Les industriels de la Marine, le courant passe bien

À la table de la dronisation, les industriels ont une place de choix. Ils ont présenté leurs produits au Dronathlon et embarqué avec les marins sur le porte-hélicoptères Tonnerre pour la première édition de l’exercice Dragoon Fury. Une proximité inédite et nécessaire pour adapter les innovations des industriels aux besoins opérationnels des marins. 

Les industriels de la Marine © M. Delannoy / MN

Les industriels de la Marine

DELAIR

STEPHAN GUÉRIN

Chef des ventes pour les marchés civils et de défense marine

Quelles sont les caractéristiques du DT46 ?

STEPHAN GUERIN : Le DT46 est la 5e génération de drone Delair capable de décoller verticalement et il a profité de notre retour d’expérience en Ukraine. Pour intégrer le drone à la Marine, il fallait le mariniser (résister à un environnement maritime) et le navaliser (capacité à apponter et décoller d’un bâtiment en mouvement à la mer). Cela implique d’être compatible avec les systèmes de gestion des drones du bateau et avoir une antenne omnidirectionnelle. L’idée est d’avoir un drone rapide à mettre en place qui puisse être opéré depuis le central opérations, avec une élongation de 100 km, capable de se gérer automatiquement et de voler à plusieurs sur les mêmes fréquences. En plus de ses capacités opérationnelles, l’avantage du DT46 est son silence.

Comment le retour d’expérience nourrit-il l’innovation des ingénieurs ? 

S. G. : Nous sommes fast and serious, si on n’est pas alimenté, on passe à autre chose. Si on n’occupe pas notre espace, quelqu’un d’autre vient l’occuper. La Marine et l’armée de Terre l’ont compris. Le dialogue est capital, nous avons une chance folle de bénéficier rapidement de retours d’expériences de la Marine. Je suis très impressionné et sensible à la capacité des marins à s’adapter, c’est de l’essence dans notre moteur qui nous pousse à avancer.

Comment prendre en compte la rapidité de l’évolution technologique pour que le drone ne soit pas obsolète trop rapidement ? 

S. G. : Notre business model n’est pas de vendre de la pièce détachée plein fer après avoir vendu un drone. On fait de la fabrication additive avec une licence perpétuelle très peu coûteuse par exemple sur nos drones sous-marins. Notre produit doit être évolutif et ne pas s’autolimiter : c’est dans notre ADN. Nos drones sont pensés pour être multicharges dès le départ pour que demain ils puissent passer de la guerre électronique passive à de la guerre électronique active. 



 

COUACH

YANN HUORT 

Responsable du développement commercial Europe 

Comment est né votre projet de drone ? 

YANN HUORT : L’USV Magellan est le fruit de notre propre recherche. Nous voulions être cohérents sur le secteur du drone avant de discuter avec de futurs partenaires. Nous sommes partis d’une page blanche pour créer un produit qui est un assemblage de briques technologiques réutilisables sur d’autres projets. Nous avons ajouté des contraintes : le drone devait être hautement modulable avec une propulsion innovante et entrer dans un conteneur de vingt pieds. 

Un moment marquant de Dragoon Fury ?

● ● ●

## Objectifs
• A. Dans l'article sur les industriels de la Marine, dans quel type de conteneur l'USV Magellan devait-il pouvoir entrer ?
• B. Poursuivez l'article sur les industriels de la Marine à partir de sa dernière phrase.

## Matériau de travail

● ● ●

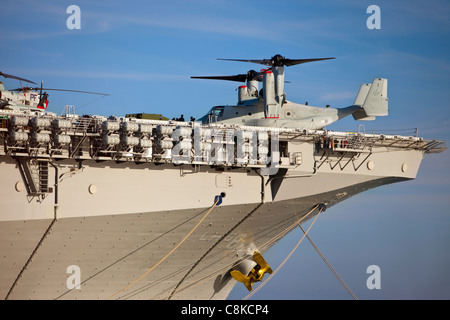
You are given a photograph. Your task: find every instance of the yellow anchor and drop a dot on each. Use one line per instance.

● ● ●

## Corrigé de l'exercice
• A. Dans un conteneur de vingt pieds.

• B.
Y. H. : Le débriefing fait avec le commandant, le commandant en second et l’officier de manoeuvre nous a permis de bénéficier de retours très positifs et même élogieux (sourire). Ce sont des retours extrêmement importants et motivants pour les équipes. Les exercices comme Dragoon Fury permettent d’exprimer les besoins des uns et des autres. Nous apportons des idées à la Marine et recevons en retour des directives afin de mieux orienter le développement de nos produits. 

Comment le retour d’expérience des marins nourrit-il l’innovation des ingénieurs ? 

Y. H. : Nous ne sommes pas à la place des marins, donc nous ne pouvons pas formuler leur expression de besoins. En revanche, nous avons tout un panel de compétences et de solutions techniques pour y répondre. Dès la conception de nos drones, nous avons intégré des possibilités de reconfiguration. L’USV est modulaire, on peut réinjecter de nouvelles technologies et de nouvelles générations pour le mettre à niveau et allonger sa durée de vie pour lui éviter de devenir obsolète. 

ADROHA

VIANNEY ROCHET

Associé développement commercial 

Comment vos drones ont-ils été intégrés à l’exercice Dragoon Fury ?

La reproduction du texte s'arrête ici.